══ ITEMS

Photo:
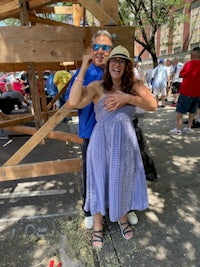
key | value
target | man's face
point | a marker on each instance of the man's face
(101, 48)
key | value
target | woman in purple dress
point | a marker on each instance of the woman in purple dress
(116, 181)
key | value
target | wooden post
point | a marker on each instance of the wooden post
(24, 12)
(34, 94)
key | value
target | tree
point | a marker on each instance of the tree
(147, 16)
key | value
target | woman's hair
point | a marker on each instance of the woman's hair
(127, 78)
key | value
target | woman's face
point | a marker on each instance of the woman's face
(117, 67)
(101, 48)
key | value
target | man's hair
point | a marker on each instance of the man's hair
(102, 32)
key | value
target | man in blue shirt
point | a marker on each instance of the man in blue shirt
(101, 47)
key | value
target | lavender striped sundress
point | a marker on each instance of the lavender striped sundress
(115, 173)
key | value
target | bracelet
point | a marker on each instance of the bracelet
(79, 80)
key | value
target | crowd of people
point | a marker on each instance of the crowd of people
(16, 85)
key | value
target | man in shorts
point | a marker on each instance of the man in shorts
(189, 92)
(160, 77)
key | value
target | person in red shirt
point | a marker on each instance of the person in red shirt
(189, 92)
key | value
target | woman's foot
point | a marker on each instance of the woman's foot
(126, 230)
(97, 239)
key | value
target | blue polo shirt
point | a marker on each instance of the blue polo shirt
(86, 115)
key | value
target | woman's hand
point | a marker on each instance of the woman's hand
(86, 61)
(115, 100)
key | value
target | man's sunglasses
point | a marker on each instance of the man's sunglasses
(96, 47)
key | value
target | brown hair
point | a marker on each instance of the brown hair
(127, 78)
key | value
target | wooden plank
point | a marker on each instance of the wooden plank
(38, 136)
(58, 10)
(15, 119)
(54, 44)
(38, 169)
(24, 12)
(35, 19)
(66, 137)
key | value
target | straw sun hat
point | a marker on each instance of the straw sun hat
(120, 51)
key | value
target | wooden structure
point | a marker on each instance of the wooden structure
(41, 44)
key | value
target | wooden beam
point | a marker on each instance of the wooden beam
(38, 136)
(38, 169)
(36, 19)
(24, 12)
(54, 44)
(15, 120)
(58, 10)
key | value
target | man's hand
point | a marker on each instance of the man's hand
(115, 100)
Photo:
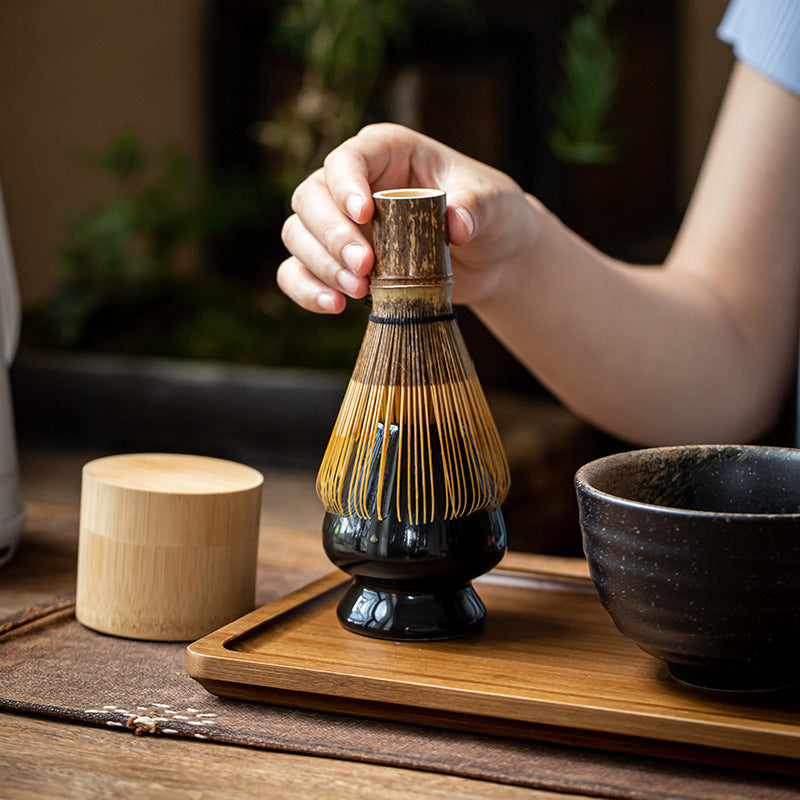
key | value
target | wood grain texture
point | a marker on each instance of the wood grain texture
(549, 664)
(409, 236)
(168, 544)
(45, 759)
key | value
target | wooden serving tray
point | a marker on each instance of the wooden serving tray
(549, 665)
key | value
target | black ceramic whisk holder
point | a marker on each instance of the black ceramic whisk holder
(414, 473)
(413, 581)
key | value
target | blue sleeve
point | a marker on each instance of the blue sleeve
(766, 35)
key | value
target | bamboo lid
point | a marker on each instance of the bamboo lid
(168, 544)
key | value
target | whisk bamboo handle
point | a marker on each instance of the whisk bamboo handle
(409, 236)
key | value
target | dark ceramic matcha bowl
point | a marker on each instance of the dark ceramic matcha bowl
(695, 552)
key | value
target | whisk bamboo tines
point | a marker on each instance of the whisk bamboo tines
(414, 439)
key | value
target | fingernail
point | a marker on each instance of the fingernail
(354, 205)
(347, 281)
(326, 301)
(466, 218)
(354, 255)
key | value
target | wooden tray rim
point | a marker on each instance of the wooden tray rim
(208, 658)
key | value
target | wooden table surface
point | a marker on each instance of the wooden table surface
(41, 758)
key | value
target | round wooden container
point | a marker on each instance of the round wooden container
(168, 545)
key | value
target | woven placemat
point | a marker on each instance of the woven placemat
(53, 666)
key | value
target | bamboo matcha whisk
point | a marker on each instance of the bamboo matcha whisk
(414, 378)
(414, 473)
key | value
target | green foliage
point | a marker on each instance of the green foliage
(342, 45)
(590, 77)
(131, 282)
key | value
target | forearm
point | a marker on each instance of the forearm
(652, 354)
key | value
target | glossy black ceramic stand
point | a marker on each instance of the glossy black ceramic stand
(413, 581)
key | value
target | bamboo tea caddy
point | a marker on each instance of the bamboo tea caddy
(168, 545)
(414, 473)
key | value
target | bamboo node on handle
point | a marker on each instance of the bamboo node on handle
(415, 437)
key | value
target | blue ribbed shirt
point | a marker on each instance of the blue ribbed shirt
(766, 35)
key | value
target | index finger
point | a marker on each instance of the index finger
(378, 157)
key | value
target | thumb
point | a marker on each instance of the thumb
(462, 217)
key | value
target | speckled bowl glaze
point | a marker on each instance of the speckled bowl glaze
(695, 552)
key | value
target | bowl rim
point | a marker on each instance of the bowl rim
(582, 483)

════

> **GOAL OF THE EXERCISE**: Extract every line in the material above that contains the word "shirt".

> **PROBLEM SOLUTION**:
target | man in blue shirt
point | a marker on each instance of the man in blue shirt
target | person in red shirt
point | a marker on each instance of the person in red shirt
target | blue polo shirt
point | a marker on each instance of the blue polo shirt
target | blue ribbed shirt
point | a marker on each instance of the blue ribbed shirt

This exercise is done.